Please retype word for word part of the article below about Amy Schumer's father: start at the words "The comedian posted" and stop after "after that song.".

PASSAGE SHOWN:
== == ==

Amy Schumer Shares Video of Her Dad's Multiple Sclerosis Treatment
Watching a parent go through the challenges of chronic illness and any treatments they may be receiving is full of ups and downs. Amy Schumer revealed just how emotional it can be when your parent has “a good day.”
The comedian posted a video on Instagram yesterday of her dad, Gordon, standing with the help of an assistive device. Gordon was diagnosed with multiple sclerosis when Amy was 12.
“We haven’t stood next to each other in a while,” Amy says, hugging her dad.
The song “Aime” by Pure Prairie League can be heard in the background. Gordon tells his doctors he named Amy after that song.
Schumer has been open about her dad’s health before — she wrote about it in her book, “The Girl With the Lower Back Tattoo” and has posted about him on Instagram before.
View this post on Instagram
My dad watching me at the garden. I want to thank all his aids and doctors and nurses and Nilda and especially Dr Sadiq for giving my dad a second chance at life. He never used to be able to come watch me perform. But he is reborn with the faith you have given him. Everyone at Tisch MS research center thank you. #samthenurseiloveyou
In an interview with People ahead of the release of her 2015 movie “Trainwreck,” in which her character’s father also has MS, Schumer said while sometimes her dad is “really good” and joking around, other days are difficult for him and painful for her to watch.
“In terms of my dad being sick, it was just confusing to me, especially the way MS works,” Schumer said. “He was in physical pain. That’s when I kind of took the lead and took care of everybody in my family. I would keep them – I would keep everybody laughing.”
While watching your parent live with a chronic illness can be challenging, being a parent with a chronic health condition has its difficulties as well. We asked our Mighty community to share the truth about parenting with a chronic illness. Here’s what they had to say:
1. “Being a parent with a chronic illness is living with the fear that you are not physically and emotionally present enough for your child(ren). Being a parent is also why I wake up every day and continue to fight even on the days when getting out of bed is the only thing I can accomplish that day.”

== == ==

INFORMATION SUPPLIED:
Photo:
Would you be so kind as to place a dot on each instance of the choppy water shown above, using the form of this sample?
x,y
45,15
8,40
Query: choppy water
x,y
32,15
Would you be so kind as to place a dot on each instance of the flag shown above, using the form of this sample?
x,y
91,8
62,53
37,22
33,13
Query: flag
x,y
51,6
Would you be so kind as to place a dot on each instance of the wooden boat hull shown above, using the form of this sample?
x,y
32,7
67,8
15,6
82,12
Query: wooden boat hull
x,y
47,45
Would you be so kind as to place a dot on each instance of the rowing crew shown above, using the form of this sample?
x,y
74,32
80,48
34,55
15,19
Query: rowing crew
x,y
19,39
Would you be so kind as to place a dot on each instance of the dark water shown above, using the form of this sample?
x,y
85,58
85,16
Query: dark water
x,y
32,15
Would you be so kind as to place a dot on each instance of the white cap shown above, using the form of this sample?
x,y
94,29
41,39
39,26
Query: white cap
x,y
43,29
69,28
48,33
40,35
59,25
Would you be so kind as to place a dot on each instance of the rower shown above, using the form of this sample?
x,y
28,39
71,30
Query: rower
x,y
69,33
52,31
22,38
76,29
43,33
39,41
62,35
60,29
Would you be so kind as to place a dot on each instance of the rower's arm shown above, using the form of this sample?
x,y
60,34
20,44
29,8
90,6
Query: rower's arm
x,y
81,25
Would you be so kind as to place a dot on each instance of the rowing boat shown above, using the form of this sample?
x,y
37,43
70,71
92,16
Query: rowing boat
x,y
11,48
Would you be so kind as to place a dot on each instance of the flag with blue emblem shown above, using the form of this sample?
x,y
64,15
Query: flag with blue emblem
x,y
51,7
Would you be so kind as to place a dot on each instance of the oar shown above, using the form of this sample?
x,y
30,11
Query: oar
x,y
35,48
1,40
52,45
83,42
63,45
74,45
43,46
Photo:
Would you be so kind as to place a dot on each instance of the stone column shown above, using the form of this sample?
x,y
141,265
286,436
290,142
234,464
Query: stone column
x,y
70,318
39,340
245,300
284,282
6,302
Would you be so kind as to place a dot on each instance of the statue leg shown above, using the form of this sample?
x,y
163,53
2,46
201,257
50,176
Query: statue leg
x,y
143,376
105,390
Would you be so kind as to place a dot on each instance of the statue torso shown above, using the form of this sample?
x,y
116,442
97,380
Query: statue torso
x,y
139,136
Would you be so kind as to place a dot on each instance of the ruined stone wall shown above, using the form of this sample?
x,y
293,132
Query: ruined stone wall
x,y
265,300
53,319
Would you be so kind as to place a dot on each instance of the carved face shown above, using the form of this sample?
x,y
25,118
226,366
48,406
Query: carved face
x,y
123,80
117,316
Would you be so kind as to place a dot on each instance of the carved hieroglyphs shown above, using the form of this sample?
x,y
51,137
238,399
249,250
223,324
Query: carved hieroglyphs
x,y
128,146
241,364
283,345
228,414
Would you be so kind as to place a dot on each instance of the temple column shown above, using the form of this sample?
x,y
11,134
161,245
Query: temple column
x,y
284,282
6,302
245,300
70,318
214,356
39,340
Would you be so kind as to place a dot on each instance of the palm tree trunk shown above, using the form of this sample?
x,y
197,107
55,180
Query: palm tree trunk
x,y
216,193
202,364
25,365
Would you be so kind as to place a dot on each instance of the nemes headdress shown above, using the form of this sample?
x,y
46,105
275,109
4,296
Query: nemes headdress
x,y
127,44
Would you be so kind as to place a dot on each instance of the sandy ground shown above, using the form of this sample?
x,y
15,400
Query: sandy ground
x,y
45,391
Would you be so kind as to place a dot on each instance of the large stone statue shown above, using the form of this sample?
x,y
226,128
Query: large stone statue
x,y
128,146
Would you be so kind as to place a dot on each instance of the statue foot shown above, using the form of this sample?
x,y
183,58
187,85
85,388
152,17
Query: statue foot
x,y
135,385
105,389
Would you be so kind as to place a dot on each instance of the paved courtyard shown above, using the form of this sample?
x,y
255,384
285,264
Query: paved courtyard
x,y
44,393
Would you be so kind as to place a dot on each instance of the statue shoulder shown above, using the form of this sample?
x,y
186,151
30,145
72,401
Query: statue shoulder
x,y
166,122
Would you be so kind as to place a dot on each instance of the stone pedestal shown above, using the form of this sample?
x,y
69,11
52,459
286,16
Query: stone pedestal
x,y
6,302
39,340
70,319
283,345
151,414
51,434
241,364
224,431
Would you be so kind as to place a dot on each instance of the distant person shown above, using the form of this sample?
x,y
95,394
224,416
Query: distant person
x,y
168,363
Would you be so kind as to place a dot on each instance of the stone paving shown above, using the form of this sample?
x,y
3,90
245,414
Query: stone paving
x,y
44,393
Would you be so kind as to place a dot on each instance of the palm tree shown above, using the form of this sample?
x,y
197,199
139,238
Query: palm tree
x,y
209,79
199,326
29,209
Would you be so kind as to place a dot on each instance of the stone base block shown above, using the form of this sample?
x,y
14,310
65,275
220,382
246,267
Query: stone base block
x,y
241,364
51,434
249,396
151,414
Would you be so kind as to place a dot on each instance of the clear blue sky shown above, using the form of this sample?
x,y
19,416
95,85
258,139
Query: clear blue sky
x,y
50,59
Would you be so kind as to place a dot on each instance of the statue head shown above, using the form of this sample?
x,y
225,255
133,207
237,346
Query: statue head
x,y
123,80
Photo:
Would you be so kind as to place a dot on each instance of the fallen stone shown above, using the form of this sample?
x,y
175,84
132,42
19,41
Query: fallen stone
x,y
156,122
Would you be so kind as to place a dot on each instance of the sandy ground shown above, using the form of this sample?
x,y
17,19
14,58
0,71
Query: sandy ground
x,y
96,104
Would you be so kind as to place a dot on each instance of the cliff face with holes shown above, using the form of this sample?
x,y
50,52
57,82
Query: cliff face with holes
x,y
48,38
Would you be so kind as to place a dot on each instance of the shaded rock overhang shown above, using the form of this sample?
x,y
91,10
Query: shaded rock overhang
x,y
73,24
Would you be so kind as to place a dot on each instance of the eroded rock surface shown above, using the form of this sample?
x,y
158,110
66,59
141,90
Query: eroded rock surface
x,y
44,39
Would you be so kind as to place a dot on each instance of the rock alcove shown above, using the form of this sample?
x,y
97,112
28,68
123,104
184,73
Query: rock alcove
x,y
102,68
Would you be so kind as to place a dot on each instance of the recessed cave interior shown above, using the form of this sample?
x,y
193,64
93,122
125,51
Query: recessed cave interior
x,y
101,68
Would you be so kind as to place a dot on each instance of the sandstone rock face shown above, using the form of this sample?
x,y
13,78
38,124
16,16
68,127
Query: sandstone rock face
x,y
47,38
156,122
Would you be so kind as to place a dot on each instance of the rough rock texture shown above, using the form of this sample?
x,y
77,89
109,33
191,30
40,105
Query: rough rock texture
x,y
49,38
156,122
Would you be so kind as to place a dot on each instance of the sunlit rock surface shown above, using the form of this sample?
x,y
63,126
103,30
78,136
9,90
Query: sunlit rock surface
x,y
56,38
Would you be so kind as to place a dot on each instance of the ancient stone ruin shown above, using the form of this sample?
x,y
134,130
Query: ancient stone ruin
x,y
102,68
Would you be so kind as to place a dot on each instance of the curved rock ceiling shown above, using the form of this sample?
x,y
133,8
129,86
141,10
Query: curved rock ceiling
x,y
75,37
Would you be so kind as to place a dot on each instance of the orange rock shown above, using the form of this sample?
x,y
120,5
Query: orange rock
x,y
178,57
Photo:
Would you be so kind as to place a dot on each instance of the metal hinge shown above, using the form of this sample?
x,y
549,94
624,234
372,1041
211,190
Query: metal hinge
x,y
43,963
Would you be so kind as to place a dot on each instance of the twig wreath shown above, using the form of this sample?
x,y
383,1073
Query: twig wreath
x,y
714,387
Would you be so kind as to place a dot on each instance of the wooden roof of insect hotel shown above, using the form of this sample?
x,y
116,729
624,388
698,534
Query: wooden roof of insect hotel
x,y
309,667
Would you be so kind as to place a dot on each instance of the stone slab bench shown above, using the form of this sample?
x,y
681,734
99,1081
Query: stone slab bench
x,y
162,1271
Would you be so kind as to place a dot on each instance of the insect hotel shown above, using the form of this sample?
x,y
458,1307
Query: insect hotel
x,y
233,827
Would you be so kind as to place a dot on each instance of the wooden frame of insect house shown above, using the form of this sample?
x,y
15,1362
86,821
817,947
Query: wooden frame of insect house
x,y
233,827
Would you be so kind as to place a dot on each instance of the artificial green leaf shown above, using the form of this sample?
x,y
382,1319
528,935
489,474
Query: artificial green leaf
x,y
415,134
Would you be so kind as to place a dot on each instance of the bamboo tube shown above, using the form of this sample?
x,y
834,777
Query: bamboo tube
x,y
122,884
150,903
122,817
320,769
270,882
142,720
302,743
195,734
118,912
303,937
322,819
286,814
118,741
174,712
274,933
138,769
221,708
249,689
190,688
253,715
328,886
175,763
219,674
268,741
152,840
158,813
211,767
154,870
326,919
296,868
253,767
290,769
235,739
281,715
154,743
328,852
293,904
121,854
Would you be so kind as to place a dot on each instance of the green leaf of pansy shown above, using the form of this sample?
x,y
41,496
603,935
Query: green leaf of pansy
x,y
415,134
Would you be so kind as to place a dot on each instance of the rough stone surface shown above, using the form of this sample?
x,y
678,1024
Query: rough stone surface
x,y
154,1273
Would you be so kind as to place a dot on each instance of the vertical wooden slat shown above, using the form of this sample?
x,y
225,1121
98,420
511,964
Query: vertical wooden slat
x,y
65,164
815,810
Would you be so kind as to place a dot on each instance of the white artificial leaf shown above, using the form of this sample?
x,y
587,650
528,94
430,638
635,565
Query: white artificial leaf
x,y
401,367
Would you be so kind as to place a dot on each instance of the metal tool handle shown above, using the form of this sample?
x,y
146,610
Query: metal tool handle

== == ==

EXPECTED ANSWER:
The comedian posted a video on Instagram yesterday of her dad, Gordon, standing with the help of an assistive device. Gordon was diagnosed with multiple sclerosis when Amy was 12.
“We haven’t stood next to each other in a while,” Amy says, hugging her dad.
The song “Aime” by Pure Prairie League can be heard in the background. Gordon tells his doctors he named Amy after that song.